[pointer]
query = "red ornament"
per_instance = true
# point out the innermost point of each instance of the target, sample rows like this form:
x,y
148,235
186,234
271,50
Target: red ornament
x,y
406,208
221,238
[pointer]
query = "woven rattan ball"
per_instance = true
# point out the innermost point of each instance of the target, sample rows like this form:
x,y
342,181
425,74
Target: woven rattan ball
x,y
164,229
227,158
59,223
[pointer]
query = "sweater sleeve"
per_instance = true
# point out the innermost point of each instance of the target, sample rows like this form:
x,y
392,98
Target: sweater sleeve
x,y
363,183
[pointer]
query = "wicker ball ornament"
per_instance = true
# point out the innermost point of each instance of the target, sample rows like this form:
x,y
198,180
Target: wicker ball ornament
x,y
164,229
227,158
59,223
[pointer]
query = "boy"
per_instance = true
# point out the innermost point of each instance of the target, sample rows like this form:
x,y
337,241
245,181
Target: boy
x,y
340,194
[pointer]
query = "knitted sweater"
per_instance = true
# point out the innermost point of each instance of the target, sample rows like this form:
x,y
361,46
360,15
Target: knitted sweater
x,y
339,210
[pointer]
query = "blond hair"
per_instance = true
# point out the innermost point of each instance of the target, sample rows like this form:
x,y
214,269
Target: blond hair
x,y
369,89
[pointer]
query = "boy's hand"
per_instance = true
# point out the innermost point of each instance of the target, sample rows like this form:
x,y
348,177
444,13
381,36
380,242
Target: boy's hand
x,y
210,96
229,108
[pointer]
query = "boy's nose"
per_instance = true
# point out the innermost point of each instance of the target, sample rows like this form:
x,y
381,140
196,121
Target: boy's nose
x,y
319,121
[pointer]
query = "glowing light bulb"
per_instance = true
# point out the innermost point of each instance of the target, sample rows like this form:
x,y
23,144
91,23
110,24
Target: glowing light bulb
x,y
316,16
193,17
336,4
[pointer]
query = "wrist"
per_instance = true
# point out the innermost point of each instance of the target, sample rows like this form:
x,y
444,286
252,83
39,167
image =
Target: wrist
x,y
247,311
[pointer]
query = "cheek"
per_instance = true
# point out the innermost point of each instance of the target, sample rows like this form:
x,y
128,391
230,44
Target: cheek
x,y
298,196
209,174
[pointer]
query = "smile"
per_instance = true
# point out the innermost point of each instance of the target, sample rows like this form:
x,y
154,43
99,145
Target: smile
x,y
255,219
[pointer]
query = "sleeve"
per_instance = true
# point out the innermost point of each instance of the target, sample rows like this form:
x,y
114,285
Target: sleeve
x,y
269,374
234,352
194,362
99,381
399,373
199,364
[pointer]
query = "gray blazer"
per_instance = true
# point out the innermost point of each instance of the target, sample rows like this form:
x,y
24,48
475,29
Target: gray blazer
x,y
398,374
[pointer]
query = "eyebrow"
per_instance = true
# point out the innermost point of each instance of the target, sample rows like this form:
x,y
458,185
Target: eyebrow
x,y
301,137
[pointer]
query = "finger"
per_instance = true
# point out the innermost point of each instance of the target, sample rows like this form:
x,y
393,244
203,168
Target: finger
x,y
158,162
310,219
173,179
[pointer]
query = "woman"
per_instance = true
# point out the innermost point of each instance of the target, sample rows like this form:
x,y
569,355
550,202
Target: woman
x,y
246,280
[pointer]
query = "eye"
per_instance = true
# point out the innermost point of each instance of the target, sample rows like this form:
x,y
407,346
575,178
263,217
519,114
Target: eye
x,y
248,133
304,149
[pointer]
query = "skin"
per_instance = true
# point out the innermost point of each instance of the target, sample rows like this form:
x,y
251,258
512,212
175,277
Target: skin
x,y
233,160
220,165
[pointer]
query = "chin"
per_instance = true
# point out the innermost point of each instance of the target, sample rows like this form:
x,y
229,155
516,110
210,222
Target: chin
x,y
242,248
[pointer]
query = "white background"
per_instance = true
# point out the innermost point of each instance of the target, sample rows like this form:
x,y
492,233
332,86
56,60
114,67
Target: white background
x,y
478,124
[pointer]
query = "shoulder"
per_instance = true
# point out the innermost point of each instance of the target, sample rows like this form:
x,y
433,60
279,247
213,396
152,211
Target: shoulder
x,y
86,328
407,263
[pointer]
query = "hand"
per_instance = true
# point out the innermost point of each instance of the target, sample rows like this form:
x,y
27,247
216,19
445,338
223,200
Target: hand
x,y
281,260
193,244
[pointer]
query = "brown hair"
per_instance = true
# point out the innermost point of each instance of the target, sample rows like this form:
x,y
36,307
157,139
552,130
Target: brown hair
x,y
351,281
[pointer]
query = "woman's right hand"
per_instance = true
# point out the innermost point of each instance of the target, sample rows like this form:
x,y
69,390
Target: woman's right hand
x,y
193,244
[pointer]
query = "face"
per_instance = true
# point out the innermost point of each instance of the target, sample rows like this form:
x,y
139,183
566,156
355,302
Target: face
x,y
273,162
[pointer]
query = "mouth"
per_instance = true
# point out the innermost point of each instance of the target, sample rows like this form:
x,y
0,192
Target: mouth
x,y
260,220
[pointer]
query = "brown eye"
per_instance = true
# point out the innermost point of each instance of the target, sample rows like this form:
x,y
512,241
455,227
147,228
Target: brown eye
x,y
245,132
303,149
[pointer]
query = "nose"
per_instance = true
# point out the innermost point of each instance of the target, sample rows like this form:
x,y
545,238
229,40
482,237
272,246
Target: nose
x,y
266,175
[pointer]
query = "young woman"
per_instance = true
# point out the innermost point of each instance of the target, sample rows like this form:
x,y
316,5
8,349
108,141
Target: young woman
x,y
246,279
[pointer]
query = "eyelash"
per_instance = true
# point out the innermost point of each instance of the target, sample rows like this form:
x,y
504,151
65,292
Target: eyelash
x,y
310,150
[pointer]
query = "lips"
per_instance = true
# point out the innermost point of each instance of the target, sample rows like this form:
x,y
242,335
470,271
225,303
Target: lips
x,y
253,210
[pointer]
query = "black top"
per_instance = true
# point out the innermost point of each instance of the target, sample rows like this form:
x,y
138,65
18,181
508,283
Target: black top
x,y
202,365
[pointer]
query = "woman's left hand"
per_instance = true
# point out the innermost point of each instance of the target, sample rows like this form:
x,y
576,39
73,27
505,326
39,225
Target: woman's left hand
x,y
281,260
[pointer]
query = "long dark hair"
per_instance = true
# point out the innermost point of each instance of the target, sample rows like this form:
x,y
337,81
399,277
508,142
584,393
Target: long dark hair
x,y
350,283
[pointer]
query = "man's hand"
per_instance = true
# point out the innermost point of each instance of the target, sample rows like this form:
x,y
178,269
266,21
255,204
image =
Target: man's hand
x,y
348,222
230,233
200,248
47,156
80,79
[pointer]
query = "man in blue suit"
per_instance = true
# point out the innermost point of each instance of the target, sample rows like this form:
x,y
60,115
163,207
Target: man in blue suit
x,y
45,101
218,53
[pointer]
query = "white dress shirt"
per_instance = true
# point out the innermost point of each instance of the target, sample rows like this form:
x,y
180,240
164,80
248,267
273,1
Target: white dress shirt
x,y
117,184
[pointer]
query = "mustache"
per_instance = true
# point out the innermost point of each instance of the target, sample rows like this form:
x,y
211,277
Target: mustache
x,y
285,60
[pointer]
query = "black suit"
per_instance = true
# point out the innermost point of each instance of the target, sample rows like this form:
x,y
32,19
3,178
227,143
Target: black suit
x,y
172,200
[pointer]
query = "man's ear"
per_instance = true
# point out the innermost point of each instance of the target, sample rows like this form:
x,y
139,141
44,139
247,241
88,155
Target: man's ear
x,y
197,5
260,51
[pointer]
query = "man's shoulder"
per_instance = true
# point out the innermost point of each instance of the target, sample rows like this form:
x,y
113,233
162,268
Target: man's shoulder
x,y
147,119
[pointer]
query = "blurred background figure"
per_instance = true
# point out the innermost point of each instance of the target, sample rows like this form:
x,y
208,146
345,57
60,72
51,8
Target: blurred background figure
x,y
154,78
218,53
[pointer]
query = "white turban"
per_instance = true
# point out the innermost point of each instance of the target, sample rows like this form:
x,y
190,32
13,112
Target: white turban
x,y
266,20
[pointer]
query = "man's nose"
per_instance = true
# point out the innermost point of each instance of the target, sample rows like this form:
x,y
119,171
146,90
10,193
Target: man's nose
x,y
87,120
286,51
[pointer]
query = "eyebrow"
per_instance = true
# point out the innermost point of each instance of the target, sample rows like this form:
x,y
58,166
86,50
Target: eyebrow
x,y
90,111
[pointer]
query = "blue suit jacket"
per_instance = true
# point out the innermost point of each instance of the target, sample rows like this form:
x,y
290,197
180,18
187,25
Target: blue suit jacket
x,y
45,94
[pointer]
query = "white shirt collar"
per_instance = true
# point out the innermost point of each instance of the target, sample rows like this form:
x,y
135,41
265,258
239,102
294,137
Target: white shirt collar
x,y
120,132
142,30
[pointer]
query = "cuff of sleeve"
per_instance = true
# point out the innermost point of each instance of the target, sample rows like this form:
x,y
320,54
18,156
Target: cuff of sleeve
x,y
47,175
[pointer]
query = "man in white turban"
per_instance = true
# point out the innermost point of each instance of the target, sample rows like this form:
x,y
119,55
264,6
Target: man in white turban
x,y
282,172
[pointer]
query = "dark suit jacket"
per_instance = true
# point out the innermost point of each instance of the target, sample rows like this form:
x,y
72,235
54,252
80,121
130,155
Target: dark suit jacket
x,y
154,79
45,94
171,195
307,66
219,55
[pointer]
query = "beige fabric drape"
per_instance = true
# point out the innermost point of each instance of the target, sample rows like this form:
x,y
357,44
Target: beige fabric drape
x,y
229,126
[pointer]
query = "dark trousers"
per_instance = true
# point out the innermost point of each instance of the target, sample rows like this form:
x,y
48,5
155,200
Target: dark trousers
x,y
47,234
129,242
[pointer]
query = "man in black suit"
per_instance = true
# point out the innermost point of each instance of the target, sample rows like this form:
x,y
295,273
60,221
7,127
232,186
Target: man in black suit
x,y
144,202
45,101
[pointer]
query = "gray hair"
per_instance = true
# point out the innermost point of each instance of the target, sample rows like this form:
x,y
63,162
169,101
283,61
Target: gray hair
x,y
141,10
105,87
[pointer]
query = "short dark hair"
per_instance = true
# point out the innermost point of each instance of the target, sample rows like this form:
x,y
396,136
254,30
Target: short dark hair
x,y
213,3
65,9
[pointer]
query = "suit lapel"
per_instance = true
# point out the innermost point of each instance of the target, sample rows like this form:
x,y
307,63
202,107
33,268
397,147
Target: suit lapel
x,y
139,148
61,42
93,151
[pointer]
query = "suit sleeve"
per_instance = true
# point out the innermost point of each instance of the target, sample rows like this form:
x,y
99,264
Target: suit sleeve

Goal
Count the lines in the entries above that contain the word "rattan" and reply with that number alone.

The output
2